> [DOCUMENT]:

United States District Court, District of Columbia

March 31, 2016

DR. ROGER C.S. LIN, et al., Plaintiffs
v.
UNITED STATES OF AMERICA and REPUBLIC OF CHINA TAIWAN, Defendants.

MEMORANDUM OPINION

COLLEEN KOLLAR-KOTELLY, United States District Judge

Plaintiffs are residents of Taiwan and members of an advocacy group in Taiwan who allege that in 1946, the Republic of China-at that time recognized by the United States as the government of China-unlawfully denied the population of Taiwan of its Japanese nationality at the conclusion of World War II. Specifically, Plaintiff allege that the Republic of China issued nationality decrees that unlawfully denied those residing on Taiwan, as well as their descendants, of their Japanese nationality. Plaintiff further allege that the United States shares legal responsibility for the denial of Plaintiffs’ Japanese nationality because the Republic of China, through Generalissimo Chiang Kai-shek, was “acting as an agent of the United States” when the decrees were issued in 1946. Plaintiffs filed suit against Defendants, the United States and the Republic of China (Taiwan), seeking relief in the form of (1) a declaration that the nationality decrees of 1946 violated international law and (2) an award for monetary damages for the tort of arbitrary denationalization.

> [TASKS]:
1. Answer these questions from the memorandum opinion:
(a) On what date was it issued?
(b) Through whom was the Republic of China allegedly acting as an agent of the United States?
(c) In what year were the nationality decrees issued?
2. Reproduce the part of the memorandum opinion between "United States District Court, District" and "CHINA TAIWAN, Defendants.", inclusive.

> [EXTRACTED MATERIAL]:
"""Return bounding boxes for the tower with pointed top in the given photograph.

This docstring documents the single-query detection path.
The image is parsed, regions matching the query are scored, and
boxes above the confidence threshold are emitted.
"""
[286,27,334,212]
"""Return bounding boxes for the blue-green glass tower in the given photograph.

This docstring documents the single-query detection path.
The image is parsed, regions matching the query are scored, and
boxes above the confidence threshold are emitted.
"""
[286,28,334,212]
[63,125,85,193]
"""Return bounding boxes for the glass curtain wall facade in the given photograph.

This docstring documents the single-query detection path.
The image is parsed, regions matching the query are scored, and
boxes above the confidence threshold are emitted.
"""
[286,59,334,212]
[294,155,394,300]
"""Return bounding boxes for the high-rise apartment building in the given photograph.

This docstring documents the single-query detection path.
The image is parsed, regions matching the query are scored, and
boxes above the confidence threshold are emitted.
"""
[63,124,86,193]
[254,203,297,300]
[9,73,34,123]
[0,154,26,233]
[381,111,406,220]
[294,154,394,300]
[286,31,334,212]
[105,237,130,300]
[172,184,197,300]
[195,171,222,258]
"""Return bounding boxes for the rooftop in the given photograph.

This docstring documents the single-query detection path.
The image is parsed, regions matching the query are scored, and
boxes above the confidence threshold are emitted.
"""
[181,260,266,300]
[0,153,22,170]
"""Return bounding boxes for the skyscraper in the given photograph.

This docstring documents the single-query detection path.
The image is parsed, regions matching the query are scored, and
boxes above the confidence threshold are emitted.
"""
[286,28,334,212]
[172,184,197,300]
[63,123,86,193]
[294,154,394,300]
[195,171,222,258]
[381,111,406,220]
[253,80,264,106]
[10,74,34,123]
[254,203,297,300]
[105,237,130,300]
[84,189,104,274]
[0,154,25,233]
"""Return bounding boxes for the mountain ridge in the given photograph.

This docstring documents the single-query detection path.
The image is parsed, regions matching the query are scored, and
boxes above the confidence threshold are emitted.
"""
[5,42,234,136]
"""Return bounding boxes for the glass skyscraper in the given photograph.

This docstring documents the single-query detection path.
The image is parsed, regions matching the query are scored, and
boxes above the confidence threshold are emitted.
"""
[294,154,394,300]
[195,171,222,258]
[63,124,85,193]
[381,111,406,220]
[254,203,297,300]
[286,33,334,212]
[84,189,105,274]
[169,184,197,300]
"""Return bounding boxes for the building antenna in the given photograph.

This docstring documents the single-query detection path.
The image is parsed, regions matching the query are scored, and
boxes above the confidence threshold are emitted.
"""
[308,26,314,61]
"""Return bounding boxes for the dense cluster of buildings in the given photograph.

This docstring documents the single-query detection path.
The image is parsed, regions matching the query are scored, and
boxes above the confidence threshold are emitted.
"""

> [RESPONSES PER TASK]:
1.
(a) March 31, 2016
(b) Generalissimo Chiang Kai-shek
(c) 1946

2.
United States District Court, District of Columbia

March 31, 2016

DR. ROGER C.S. LIN, et al., Plaintiffs
v.
UNITED STATES OF AMERICA and REPUBLIC OF CHINA TAIWAN, Defendants.